Image-grounded pointing data:
——
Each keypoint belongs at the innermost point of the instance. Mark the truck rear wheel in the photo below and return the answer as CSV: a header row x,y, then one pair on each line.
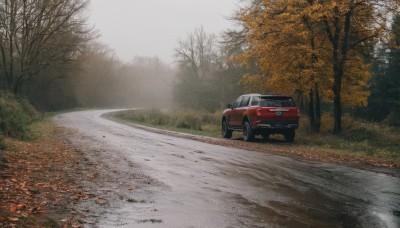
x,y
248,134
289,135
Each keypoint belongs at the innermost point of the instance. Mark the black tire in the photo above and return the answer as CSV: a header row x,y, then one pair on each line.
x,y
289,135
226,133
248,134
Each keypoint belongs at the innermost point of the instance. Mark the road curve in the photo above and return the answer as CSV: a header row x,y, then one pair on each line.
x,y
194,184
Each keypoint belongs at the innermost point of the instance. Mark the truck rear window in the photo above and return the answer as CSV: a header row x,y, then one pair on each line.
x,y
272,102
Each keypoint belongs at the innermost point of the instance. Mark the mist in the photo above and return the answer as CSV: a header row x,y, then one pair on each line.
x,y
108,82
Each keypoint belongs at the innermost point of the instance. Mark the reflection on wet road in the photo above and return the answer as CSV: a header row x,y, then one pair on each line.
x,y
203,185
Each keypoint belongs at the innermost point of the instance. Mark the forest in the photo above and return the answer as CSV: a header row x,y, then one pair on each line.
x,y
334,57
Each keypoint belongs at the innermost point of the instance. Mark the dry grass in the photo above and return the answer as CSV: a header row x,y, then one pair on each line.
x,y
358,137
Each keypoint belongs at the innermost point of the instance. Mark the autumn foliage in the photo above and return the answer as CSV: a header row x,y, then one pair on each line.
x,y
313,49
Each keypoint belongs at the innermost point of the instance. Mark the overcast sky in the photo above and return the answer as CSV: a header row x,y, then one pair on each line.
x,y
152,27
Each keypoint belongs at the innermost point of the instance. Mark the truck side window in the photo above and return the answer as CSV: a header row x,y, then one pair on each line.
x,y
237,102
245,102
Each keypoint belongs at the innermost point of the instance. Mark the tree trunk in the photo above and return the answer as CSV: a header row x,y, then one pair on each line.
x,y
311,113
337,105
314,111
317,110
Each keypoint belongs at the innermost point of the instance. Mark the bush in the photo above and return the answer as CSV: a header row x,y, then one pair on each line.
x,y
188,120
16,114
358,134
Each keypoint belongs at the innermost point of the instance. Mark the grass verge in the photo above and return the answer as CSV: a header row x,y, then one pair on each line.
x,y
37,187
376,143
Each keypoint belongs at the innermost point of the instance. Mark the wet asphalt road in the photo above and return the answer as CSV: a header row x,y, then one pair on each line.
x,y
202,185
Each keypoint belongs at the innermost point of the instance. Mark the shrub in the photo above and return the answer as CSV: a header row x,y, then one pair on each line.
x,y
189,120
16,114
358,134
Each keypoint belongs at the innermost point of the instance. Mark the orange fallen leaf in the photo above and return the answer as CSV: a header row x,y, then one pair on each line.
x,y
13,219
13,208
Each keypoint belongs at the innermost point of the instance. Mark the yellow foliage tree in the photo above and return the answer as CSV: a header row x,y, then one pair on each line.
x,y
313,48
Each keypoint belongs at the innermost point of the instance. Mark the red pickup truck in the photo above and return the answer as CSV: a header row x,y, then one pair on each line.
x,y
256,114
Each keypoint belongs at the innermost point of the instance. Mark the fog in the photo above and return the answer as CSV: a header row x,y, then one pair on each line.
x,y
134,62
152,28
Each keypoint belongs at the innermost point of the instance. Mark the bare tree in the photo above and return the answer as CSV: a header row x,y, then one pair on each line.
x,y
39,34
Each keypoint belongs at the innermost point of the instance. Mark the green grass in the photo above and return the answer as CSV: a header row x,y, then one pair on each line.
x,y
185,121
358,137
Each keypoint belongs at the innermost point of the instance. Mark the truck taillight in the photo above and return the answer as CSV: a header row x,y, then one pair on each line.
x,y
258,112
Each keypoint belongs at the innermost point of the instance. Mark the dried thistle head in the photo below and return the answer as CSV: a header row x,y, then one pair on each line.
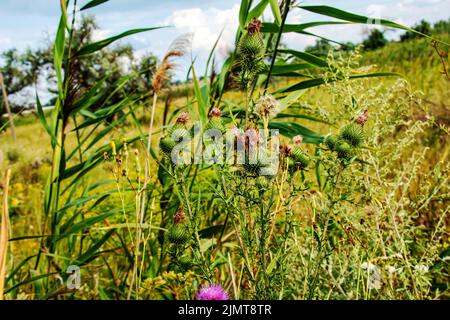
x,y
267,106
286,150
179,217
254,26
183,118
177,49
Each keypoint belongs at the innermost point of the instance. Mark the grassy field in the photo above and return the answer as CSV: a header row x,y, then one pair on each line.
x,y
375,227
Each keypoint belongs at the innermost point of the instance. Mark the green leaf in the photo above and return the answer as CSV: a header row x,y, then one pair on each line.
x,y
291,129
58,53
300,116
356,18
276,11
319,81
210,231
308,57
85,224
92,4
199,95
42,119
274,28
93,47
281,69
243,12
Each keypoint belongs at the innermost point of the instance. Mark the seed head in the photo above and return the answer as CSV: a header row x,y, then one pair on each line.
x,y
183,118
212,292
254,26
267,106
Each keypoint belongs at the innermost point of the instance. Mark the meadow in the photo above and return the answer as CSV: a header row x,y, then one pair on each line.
——
# WHAT THIS TASK INVOLVES
Above are the records; return them exactly, minus the pictures.

# WRITTEN RESPONSE
Each keypoint belongs at the innermost point of the instance. Mark the truck rear wheel in the photo below and return the answer as CSV: a header row x,y, then one pair on each line.
x,y
248,134
289,135
Each keypoint belongs at the innermost point of the instance. Mark the black tire in the photo above and return the answer as CSV: a header row x,y, then one pair on each line.
x,y
289,135
226,133
248,134
Each keypoint belongs at the innermost point of the instance. Mark the road curve in the photo above and return the answer as CSV: a header row x,y, then one pair on each line.
x,y
194,184
Each keypoint belongs at the innermost point of the instance. Mark the truck rear window in the photo above and return the answer as CSV: a header row x,y, then one pair on each line.
x,y
272,102
Each keypoint belongs at the innermost point of the instance. Mark the mist in the photo above and return the answer as CSV: a header row x,y, then one pair on each line.
x,y
108,82
Each keypoint belongs at the innermost point of the instance. Mark the reflection on wet road in the photo above and return the answer as CSV: a header row x,y, then one pair on each line.
x,y
203,185
Each keypoint belongs at the innermost point of the instance. Mark the forest in the photo above and return the answer as CSV: a header row x,y, then one pair on each line.
x,y
334,57
Each keypoint belongs at the innermost point of the instance. Mark the dry grass in the photo above and return the answer as CSV: a header row x,y, then one pair on each line.
x,y
358,137
Each keypoint belongs at the innermost point of the instance. Mark the autumn foliage in the photo above and return the answer as CSV: a header row x,y, then one pair on each line.
x,y
313,49
Each keypoint belongs at the innermost point of the instance. Mark the overcast sky in the photo above and return the answer as CSV: a header row x,y, then one pair on each line.
x,y
152,27
Each keypoint belongs at the innermost point of the instance. Mark the truck side window in the photo above and return the answer as CSV: a header row x,y, then one pair on each line.
x,y
237,102
245,102
Each keypoint belongs at the innermost point of the instance. Mark the tree trunk in the photo above and return the answer as CSV: a header row x,y, then one pair on each line.
x,y
311,113
337,105
314,111
317,110
Each keypoint belongs at the innermost point of the instance. Mark the bush in the photo above and return the answer as CSV: a header row x,y, then one pair on each line.
x,y
188,120
16,114
358,134
Each keypoint belongs at the innermost point of the instance. Mark the grass verge in the photo above and return the answer as CSV: a header row x,y, then one pair on each line.
x,y
37,187
376,143
Each keypoint belongs at the innermost point of the instance. Mark the wet asphalt road in the photo above and return the answer as CSV: a header row x,y, then one pair on each line.
x,y
202,185
Each keypoint belongs at the innermost point of the instance. Mark the shrub in the photo above and return the answer as CSV: a header row x,y, then one pair on each line.
x,y
189,120
16,114
358,134
Each keypoint belongs at the innermost point of the instance. Mark the orange fallen leaf in the photo above and return the answer as CSV: a header row x,y, then one pair on each line.
x,y
13,219
13,208
Each keypoint belongs at the innermost point of the instance. Mark the yellow foliage tree in the photo above and return the answer as CSV: a header row x,y, then one pair on each line.
x,y
313,48
Each keypoint belongs at the innermost point of the instance. Mark the red pickup truck in the photo above and return the answer as CSV: a header row x,y, then one pair on each line.
x,y
256,114
Each keypoint belongs at the innermost point of the instance. Mark the fog in the photo above and return the answer as CSV: a header row x,y, then one pair on each line.
x,y
134,62
152,28
Each keypoint belongs at the innermost point of the instance. Mark the bare tree in the photo above and return the answer as CSV: a header row x,y, then one pair on each line.
x,y
39,34
Each keypoint belongs at the innermost point of the instance. Mark the green grass in the photo above and return the answer as CSV: a header row x,y, then one pair on each line.
x,y
185,121
358,137
Each keypoint belongs at the innermost point of the instance. Mark the truck taillight in the photo above and return the answer as CSV: a header row x,y, then one pair on each line.
x,y
258,112
Each keypoint belongs at the innermost point of the instance. Mark the dried thistle head in the photo below and return the answer as CSV: a header row x,y, then one pair on each line.
x,y
267,106
286,150
179,217
254,26
183,118
177,49
Each keypoint belongs at the innermost point of the instance. Mark the grassy field in the photo above and return the answer as CSV: a header row x,y, then one pair on each line.
x,y
375,227
Each keypoint belongs at the innermost point of the instance. Mark the green leaf in the photo above and return the answer as CSV: a header row x,y, then one pair on each line.
x,y
291,129
58,53
300,116
356,18
276,11
319,81
210,231
308,57
85,224
92,4
199,95
42,119
274,28
93,47
281,69
243,12
Each keypoint belongs at the innermost point of the instance. Mark the seed head in the photo above and return the answer as CSV: a header row x,y, then one pair on each line.
x,y
183,118
212,292
254,26
267,106
Each keypoint belongs at the innermost point of the instance. Mark the meadow in the photo above and return the answer as CSV: a header row x,y, then one pair on each line.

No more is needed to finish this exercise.